(Referring expression data)
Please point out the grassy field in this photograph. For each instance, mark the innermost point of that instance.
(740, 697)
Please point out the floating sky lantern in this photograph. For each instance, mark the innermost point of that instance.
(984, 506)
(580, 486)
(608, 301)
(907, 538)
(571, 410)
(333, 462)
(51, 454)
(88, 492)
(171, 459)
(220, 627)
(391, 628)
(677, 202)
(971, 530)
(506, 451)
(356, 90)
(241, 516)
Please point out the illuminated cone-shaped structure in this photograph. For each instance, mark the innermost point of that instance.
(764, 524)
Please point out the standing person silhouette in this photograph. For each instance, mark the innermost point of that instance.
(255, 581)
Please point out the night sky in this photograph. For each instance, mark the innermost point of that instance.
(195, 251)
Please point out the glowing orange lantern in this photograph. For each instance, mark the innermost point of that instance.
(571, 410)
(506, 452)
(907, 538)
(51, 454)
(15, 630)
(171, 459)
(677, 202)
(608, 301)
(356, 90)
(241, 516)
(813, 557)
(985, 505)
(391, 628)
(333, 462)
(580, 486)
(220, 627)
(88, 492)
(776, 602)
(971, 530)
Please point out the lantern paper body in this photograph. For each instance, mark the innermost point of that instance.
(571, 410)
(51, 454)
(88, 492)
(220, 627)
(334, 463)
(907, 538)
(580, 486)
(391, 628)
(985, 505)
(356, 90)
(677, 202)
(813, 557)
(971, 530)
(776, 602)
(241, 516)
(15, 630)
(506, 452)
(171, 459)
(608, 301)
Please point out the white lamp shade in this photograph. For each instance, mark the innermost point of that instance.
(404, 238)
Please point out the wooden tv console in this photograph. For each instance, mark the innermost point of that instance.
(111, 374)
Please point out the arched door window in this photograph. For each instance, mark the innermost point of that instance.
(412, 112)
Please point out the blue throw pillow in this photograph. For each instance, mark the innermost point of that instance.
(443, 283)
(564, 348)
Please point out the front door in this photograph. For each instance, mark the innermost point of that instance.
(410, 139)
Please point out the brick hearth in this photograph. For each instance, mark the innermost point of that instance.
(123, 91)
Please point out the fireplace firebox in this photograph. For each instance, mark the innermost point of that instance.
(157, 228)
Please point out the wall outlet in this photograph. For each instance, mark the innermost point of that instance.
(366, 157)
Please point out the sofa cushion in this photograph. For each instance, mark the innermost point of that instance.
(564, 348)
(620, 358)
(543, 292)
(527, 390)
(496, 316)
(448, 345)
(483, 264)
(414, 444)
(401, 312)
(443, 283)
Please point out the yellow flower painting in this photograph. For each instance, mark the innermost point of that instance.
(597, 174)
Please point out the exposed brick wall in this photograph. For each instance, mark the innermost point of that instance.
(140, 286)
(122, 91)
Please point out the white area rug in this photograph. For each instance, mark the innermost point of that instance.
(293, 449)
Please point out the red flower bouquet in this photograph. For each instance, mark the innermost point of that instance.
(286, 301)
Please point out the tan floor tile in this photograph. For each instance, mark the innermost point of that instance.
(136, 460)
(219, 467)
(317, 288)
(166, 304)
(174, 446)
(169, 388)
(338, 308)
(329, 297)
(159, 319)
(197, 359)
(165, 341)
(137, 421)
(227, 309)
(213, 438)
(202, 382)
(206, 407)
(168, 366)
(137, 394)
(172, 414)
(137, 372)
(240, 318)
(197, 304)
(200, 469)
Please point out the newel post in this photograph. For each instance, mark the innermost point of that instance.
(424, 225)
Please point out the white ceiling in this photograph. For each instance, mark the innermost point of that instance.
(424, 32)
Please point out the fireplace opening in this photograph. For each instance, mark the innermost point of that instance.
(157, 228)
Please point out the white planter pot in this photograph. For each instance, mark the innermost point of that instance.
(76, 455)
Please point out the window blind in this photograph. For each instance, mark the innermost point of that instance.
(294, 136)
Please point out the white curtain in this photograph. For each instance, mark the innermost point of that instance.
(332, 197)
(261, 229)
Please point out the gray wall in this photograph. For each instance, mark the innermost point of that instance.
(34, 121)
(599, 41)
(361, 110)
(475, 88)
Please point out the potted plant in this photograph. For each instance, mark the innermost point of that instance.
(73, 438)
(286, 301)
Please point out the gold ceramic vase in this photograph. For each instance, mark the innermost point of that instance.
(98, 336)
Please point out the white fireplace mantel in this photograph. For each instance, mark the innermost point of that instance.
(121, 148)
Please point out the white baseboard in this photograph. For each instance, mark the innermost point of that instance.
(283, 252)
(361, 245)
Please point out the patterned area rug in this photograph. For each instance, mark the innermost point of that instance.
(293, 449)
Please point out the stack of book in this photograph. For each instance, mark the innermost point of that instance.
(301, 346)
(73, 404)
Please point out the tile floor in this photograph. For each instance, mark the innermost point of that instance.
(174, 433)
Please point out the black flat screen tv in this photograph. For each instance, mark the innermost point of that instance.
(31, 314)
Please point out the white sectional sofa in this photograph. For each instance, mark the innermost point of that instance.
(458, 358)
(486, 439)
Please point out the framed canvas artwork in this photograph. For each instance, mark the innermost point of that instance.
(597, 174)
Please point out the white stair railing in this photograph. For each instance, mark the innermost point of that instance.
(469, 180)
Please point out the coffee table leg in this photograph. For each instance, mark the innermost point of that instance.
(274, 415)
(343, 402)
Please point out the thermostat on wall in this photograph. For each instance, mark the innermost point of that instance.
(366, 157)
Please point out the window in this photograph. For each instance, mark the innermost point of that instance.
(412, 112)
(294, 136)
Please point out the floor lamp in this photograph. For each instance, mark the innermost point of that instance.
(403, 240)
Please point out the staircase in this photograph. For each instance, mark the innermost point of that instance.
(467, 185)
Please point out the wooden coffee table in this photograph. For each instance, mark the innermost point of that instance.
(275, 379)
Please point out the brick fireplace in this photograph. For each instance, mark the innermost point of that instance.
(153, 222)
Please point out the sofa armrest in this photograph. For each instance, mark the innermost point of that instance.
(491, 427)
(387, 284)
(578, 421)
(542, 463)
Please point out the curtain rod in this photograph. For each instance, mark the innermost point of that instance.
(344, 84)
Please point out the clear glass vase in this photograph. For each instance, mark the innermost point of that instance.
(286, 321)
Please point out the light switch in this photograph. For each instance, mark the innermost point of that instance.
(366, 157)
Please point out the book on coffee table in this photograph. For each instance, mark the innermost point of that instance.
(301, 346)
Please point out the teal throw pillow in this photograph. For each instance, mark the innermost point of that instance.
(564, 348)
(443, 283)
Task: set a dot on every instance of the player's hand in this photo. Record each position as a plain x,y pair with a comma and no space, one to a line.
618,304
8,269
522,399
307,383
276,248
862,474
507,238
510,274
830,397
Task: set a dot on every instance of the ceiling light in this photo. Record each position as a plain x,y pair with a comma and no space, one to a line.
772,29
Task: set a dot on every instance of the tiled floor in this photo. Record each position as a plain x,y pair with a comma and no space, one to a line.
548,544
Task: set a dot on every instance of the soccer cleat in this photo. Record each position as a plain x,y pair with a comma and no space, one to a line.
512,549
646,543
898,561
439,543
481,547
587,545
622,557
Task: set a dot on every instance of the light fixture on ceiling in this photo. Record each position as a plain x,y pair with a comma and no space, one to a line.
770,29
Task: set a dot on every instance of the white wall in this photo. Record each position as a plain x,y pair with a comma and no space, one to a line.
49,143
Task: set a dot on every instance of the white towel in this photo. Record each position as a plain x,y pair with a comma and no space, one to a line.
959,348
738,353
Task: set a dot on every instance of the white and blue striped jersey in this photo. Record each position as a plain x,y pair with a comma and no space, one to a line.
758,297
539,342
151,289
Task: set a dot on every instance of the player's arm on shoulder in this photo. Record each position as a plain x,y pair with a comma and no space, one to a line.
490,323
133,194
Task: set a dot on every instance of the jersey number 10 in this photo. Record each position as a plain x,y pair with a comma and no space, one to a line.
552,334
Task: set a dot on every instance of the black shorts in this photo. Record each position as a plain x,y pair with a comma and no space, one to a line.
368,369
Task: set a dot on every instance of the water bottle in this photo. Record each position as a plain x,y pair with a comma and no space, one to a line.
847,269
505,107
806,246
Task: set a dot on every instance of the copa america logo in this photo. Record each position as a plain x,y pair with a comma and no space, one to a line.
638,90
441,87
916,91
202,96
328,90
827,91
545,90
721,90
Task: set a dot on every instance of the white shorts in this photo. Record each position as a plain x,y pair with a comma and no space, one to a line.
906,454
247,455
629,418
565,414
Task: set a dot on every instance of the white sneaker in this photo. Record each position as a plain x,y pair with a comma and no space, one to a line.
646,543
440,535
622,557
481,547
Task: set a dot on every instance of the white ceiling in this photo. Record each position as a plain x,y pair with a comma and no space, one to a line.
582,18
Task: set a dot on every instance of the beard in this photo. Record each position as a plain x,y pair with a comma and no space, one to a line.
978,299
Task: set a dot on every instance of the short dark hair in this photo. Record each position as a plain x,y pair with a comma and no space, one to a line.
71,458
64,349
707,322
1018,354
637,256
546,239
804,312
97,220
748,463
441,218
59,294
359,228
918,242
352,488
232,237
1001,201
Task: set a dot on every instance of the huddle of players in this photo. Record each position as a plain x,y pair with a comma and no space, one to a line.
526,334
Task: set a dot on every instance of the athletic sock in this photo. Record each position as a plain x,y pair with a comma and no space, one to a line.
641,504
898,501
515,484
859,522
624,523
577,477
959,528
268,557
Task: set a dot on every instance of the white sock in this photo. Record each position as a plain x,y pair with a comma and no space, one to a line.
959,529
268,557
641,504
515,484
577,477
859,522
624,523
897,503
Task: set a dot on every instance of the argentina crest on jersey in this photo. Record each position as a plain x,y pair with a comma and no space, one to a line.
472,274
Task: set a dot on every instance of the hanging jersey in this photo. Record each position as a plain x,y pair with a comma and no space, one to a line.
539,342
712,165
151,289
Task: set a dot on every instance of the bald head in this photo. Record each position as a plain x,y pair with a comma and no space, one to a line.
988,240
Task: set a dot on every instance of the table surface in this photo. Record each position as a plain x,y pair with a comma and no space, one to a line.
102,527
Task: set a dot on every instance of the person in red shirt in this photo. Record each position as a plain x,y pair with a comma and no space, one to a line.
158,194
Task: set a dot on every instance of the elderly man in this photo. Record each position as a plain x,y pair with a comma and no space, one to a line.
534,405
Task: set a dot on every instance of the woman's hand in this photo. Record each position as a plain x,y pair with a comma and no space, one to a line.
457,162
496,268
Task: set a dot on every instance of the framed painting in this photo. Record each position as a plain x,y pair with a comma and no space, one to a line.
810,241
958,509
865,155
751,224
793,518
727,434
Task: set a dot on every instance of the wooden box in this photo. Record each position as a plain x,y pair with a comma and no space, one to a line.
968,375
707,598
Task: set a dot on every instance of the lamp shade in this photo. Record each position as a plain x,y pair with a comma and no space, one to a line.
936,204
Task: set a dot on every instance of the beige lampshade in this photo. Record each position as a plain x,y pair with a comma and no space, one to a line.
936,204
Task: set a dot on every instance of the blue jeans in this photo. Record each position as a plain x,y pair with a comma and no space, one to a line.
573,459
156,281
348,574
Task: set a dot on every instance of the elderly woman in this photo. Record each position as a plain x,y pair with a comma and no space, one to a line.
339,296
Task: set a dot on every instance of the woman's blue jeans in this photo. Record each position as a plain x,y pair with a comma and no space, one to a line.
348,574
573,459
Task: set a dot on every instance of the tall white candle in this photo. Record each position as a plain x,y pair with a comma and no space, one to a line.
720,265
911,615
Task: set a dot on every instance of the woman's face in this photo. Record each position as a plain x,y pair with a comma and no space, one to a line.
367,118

• [Exercise details] The range runs from the line with "Task: set a dot on every instance of the woman's face" to the last line of the entries above, both included. Restate it word for word.

• [Solution for this exercise]
Task: set a dot on every instance of the woman's face in this photo. Record each position as a plain x,y pair with a comma and no space, one to a line.
367,118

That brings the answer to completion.